# READING PASSAGE:
________________________________________

# New Glosso



## turtlehead (Nov 27, 2004)

Hi I just purchased my first glosso because I felt sorry for it, the lfs had poor lighting and thus vertical growth now I am going to plant it but am not sue how to get it back down to carpet growth, do I just trim off the vertical stems? Or leave it? One more thing, I only bought one of these would I be able to seperate it and plant them in various places?










and would something like Flora Excel work for this plant since I am on a low budget.

Thanks.


----------



## turtlehead (Nov 27, 2004)

http://www.drsfostersmith.com/product/prod_display.cfm?pcatid=6314&ref=3055&subref=AT&N=2004+2021

would that work too? adds nutrients and co2


----------



## niko (Jan 28, 2004)

I'm not sure but from what I see on the picture that is not glossostigma.
If indeed it is you can separate the stems that you have in that pot and cut them in 3 or 4 places. You will end up with a few small groups that you plant in the gravel.

With no CO2 and if you don't have enough light don't expect your glosso to grow too fast. It may even die. Fertilizing is only the 3-rd thing needed - the first 2 being CO2 and light.

--Nikolay


----------



## gnatster (Mar 6, 2004)

________________________________________

# EXTRACTED RECORDS:
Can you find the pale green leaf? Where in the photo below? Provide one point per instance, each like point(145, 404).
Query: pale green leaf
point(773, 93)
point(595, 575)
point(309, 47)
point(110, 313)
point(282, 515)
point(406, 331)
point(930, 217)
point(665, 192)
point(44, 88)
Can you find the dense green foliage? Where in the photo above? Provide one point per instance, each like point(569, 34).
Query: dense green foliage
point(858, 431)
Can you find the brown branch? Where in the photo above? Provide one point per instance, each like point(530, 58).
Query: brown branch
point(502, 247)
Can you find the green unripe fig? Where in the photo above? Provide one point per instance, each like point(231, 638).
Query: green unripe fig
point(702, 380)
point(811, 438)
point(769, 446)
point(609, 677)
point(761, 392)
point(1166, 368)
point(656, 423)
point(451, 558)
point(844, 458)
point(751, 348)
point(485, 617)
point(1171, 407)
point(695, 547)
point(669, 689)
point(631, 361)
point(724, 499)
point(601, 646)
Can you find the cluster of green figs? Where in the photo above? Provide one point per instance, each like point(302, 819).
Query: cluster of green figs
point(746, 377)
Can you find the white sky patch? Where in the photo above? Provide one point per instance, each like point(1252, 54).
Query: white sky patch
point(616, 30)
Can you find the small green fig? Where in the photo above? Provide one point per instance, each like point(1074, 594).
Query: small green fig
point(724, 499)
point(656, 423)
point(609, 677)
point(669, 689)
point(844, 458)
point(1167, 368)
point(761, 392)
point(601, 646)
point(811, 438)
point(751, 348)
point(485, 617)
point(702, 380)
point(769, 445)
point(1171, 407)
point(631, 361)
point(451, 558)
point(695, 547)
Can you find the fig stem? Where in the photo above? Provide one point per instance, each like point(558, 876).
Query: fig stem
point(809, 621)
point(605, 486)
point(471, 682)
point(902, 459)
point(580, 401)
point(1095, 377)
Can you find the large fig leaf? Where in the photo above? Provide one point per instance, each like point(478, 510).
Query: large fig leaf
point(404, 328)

________________________________________

# PARTS OF THE EXERCISE:
1 – Answer these questions from the glosso thread:
(a) Why did turtlehead buy the glosso?
(b) What does the second post say the linked product adds?
(c) According to niko, into how many places can the stems be cut?
2 – Rewrite the paragraph of the glosso thread beginning "With no CO2 and if you don't have enough light" in fewer words, keeping its main facts.
3 – Decide whether each statement agrees with the glosso thread, and back each yes or no with the text's own words:
(a) turtlehead bought more than one glosso plant.
(b) niko is sure the plant in the picture is glossostigma.
(c) niko places fertilizing behind CO2 and light in importance.

# EXPECTED RESPONSES:
1 –
(a) Because turtlehead felt sorry for it.
(b) Nutrients and CO2.
(c) 3 or 4 places.

2 – Without CO2 and enough light, glosso won't grow fast and may die. Fertilizing comes third, after CO2 and light.

3 –
(a) No: "I only bought one of these"
(b) No: "I'm not sure but from what I see on the picture that is not glossostigma."
(c) Yes: "Fertilizing is only the 3-rd thing needed - the first 2 being CO2 and light."